● **EXTRACTED DATA**:
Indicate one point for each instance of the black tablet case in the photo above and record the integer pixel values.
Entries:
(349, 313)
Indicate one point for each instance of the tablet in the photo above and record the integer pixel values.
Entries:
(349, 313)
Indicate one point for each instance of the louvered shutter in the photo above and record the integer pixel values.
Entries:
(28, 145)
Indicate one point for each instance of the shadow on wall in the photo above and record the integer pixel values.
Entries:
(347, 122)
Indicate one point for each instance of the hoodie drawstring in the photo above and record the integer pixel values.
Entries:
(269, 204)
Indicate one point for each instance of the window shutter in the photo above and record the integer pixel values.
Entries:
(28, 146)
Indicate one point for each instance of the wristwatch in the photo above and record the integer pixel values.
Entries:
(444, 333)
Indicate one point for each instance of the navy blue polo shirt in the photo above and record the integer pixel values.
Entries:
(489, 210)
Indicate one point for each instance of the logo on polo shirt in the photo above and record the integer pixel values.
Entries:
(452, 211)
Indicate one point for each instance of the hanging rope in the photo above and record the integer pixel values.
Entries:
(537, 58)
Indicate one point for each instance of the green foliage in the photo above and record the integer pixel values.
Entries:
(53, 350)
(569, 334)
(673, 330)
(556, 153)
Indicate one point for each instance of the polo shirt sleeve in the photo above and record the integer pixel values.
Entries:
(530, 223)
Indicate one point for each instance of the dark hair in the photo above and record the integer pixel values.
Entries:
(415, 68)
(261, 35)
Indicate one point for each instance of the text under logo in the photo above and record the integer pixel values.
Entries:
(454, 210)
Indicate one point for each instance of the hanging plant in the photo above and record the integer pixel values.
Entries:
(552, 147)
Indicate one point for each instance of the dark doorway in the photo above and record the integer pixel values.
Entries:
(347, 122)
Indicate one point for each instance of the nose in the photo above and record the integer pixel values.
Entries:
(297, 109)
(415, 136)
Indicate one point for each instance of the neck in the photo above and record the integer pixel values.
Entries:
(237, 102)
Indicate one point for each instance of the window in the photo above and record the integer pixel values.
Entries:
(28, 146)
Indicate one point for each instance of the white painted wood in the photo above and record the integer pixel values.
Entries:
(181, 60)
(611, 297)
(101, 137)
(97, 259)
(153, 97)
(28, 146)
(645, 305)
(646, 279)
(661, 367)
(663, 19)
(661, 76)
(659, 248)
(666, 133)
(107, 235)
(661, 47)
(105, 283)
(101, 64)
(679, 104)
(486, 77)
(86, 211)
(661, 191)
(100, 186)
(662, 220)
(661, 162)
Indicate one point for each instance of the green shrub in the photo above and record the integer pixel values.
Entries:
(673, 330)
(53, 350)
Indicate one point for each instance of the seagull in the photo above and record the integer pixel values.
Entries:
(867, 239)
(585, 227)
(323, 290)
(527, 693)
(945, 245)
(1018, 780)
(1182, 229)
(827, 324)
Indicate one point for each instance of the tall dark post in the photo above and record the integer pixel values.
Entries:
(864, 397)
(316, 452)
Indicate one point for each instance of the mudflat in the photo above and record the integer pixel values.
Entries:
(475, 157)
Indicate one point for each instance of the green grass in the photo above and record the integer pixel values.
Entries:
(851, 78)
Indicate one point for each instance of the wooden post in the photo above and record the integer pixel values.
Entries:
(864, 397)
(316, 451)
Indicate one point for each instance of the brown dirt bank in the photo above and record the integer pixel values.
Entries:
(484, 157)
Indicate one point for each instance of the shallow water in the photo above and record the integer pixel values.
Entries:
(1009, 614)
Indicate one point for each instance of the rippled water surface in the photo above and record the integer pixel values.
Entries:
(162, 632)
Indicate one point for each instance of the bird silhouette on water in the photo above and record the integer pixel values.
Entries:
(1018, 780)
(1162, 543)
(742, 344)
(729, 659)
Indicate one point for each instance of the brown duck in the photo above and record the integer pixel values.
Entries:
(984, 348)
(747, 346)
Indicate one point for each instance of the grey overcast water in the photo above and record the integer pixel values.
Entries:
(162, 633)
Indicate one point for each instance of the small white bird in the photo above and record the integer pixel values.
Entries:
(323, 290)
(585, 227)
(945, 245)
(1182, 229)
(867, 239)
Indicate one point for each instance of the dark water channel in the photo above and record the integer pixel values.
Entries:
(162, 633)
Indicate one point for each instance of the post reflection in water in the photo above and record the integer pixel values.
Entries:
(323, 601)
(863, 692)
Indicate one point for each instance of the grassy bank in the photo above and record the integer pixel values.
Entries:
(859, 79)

● **WHAT YOU ARE ASKED TO DO**:
Your reply should be a single number: the count of lines above that include the string "white".

● **REPLY**:
2